     If the trajectory seems likely to cross the national territory and the storm increases to hurricane force, harm-prevention measures are implemented where required, and preparations for evacuation and emergency situations are initiated.
     Everything the evacuees might need, including medical care for everyday ailments, food, information, and communications, is provided for those who will not stay with family or friends.
     Once it is established that the weather event will affect Cuba, the operation begins. Evacuations are massive—in the case of Hurricane Matthew almost 400,000 people—orderly and calmly efficient affairs. None of the fears of theft for leaving the little that some own unattended, which causes countless deaths elsewhere, arise.
     The President of the Republic, government ministers with responsibility for all relevant departments and all other military, statutory and administrative authorities are on the ground in the area, overseeing all operations. Their very presence offers moral support, a sense of security and solidarity to the population. Many are still in the area as I write, ten days after the storm. Their supervision of recovery lends a seriousness and a serenity to this traumatic phase.
     Before evacuations, recovery and response plans have been activated, all necessary personnel, equipment, resources and services are moved as close to the affected zone as is safe, for deployment immediately after the danger has abated.

Task description: Transcribe the passage on Cuba's hurricane response word for word, beginning at "The President of" and stopping after "danger has abated.".

(Collected data)
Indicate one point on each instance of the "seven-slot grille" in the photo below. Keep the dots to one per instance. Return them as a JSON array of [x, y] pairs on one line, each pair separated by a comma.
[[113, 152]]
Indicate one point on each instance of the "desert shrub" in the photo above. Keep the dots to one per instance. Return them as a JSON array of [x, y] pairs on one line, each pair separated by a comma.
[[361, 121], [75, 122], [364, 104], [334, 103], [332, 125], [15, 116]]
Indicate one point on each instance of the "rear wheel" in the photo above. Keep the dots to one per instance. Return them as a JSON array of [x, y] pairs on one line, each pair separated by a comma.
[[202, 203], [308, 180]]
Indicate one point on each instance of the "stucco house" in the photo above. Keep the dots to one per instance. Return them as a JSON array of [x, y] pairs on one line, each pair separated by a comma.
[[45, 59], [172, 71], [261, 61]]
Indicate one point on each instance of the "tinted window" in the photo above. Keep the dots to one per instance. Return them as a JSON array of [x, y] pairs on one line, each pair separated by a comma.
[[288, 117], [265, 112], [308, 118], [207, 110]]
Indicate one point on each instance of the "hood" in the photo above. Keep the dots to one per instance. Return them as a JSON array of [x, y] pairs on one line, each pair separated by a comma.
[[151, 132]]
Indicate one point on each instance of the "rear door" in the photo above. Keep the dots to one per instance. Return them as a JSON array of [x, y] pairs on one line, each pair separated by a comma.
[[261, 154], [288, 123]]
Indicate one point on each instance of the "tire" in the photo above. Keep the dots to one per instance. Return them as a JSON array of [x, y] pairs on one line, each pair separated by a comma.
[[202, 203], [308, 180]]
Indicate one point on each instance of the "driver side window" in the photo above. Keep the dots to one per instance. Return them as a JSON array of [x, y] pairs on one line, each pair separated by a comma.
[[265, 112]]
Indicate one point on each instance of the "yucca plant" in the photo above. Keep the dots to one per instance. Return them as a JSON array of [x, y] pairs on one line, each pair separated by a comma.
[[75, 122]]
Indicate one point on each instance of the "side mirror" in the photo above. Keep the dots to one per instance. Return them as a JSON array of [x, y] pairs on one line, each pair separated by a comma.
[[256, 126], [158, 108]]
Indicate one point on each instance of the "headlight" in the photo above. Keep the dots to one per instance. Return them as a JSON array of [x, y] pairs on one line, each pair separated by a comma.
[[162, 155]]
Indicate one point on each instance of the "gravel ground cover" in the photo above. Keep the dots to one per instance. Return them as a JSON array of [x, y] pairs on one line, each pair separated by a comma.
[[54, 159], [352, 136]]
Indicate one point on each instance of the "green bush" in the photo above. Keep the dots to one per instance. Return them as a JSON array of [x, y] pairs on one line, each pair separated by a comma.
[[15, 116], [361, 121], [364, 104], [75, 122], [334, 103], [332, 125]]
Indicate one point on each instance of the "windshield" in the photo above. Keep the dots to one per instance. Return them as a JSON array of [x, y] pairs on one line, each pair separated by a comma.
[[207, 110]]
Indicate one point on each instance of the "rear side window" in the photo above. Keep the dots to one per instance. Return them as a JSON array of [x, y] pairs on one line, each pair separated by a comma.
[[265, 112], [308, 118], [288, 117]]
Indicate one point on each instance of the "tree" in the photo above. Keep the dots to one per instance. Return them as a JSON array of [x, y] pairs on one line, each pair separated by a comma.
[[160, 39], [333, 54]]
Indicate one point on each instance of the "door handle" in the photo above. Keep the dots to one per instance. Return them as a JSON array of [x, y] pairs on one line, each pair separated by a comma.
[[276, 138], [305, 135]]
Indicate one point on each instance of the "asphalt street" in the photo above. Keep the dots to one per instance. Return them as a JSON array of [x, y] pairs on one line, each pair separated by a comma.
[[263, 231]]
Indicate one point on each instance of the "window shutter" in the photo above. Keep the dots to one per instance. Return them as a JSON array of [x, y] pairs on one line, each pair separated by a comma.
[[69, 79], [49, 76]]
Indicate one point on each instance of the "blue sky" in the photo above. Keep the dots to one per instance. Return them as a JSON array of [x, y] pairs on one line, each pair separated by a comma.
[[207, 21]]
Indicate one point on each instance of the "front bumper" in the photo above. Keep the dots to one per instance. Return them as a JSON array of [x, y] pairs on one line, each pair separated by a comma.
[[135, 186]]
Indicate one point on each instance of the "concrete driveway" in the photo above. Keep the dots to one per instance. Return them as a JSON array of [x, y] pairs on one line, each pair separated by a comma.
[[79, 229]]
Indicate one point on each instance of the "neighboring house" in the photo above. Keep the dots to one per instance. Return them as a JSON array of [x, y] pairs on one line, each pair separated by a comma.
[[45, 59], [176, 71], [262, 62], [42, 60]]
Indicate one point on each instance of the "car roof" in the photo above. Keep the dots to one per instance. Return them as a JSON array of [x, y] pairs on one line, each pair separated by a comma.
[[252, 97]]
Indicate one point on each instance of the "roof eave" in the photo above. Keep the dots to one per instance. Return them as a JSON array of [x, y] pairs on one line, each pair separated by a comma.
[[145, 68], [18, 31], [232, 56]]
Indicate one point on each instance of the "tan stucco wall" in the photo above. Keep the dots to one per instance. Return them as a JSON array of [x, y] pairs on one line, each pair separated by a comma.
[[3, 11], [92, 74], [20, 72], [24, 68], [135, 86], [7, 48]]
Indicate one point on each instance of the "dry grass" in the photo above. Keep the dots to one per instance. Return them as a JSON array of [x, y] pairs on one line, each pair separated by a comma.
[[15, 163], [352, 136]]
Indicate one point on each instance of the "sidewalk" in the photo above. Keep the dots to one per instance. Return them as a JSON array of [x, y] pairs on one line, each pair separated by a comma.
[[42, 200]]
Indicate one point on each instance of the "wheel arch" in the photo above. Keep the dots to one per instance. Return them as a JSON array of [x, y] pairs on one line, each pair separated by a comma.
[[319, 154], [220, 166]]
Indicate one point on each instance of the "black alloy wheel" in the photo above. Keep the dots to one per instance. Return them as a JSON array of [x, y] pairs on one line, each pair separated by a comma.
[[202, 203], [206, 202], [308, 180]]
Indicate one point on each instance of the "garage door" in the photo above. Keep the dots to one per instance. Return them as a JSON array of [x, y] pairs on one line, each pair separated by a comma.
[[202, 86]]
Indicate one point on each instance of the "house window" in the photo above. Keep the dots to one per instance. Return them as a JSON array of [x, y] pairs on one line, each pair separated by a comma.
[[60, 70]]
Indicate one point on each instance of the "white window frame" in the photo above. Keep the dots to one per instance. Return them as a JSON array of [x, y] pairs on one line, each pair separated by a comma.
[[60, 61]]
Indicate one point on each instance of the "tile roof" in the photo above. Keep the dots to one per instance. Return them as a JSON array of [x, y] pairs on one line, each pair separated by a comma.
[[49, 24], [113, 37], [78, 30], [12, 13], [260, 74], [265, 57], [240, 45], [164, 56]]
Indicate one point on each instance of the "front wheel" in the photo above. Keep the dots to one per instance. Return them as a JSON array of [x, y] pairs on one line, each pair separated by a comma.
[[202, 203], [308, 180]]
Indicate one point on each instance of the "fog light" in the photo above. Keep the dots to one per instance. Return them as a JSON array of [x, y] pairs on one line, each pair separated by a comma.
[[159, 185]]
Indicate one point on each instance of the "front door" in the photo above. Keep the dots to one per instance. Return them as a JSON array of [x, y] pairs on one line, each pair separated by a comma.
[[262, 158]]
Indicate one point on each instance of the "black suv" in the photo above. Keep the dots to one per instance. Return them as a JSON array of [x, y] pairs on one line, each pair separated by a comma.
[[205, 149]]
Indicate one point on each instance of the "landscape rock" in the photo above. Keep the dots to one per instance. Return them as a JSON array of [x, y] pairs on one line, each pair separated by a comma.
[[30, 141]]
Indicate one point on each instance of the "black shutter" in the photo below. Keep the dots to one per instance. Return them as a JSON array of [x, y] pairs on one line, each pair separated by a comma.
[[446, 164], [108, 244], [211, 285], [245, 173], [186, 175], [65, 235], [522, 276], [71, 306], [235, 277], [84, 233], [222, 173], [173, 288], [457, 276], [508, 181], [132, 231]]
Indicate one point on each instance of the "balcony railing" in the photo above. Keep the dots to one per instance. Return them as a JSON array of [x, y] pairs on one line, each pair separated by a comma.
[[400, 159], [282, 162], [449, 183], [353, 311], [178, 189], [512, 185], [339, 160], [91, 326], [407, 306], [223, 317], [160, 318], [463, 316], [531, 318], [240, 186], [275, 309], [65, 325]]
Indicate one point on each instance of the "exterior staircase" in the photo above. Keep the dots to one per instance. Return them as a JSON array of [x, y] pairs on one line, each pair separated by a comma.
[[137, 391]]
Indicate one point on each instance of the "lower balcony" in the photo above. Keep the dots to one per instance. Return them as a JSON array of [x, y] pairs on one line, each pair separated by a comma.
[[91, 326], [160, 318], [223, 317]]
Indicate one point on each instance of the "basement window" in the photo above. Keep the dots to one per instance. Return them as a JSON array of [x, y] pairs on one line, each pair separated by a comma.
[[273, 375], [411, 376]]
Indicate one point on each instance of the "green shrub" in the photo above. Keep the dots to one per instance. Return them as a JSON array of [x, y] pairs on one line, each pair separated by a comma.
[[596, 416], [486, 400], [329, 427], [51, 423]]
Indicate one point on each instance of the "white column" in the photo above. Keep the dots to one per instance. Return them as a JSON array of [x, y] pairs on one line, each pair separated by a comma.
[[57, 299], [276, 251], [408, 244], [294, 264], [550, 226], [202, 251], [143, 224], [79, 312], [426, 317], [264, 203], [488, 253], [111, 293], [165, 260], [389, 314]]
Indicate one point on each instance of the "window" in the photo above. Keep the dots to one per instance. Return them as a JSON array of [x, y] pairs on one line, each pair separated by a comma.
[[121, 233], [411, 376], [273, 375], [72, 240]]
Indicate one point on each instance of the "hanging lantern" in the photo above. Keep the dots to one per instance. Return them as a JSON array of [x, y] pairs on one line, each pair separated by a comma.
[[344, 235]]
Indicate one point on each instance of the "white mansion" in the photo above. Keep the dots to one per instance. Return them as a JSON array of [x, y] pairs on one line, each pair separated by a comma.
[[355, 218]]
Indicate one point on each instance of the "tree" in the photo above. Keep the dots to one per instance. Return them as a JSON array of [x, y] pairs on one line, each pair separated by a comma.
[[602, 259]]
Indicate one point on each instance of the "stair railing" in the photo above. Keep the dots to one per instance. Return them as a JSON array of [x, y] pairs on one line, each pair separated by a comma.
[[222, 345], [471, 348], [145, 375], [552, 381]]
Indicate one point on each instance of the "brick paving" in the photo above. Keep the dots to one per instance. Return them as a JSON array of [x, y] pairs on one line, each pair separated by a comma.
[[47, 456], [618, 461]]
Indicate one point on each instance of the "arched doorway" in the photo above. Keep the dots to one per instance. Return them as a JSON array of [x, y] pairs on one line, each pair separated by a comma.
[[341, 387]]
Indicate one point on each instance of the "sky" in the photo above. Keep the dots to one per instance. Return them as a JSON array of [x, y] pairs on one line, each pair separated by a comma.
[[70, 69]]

Answer space:
The President of the Republic, government ministers with responsibility for all relevant departments and all other military, statutory and administrative authorities are on the ground in the area, overseeing all operations. Their very presence offers moral support, a sense of security and solidarity to the population. Many are still in the area as I write, ten days after the storm. Their supervision of recovery lends a seriousness and a serenity to this traumatic phase.
     Before evacuations, recovery and response plans have been activated, all necessary personnel, equipment, resources and services are moved as close to the affected zone as is safe, for deployment immediately after the danger has abated.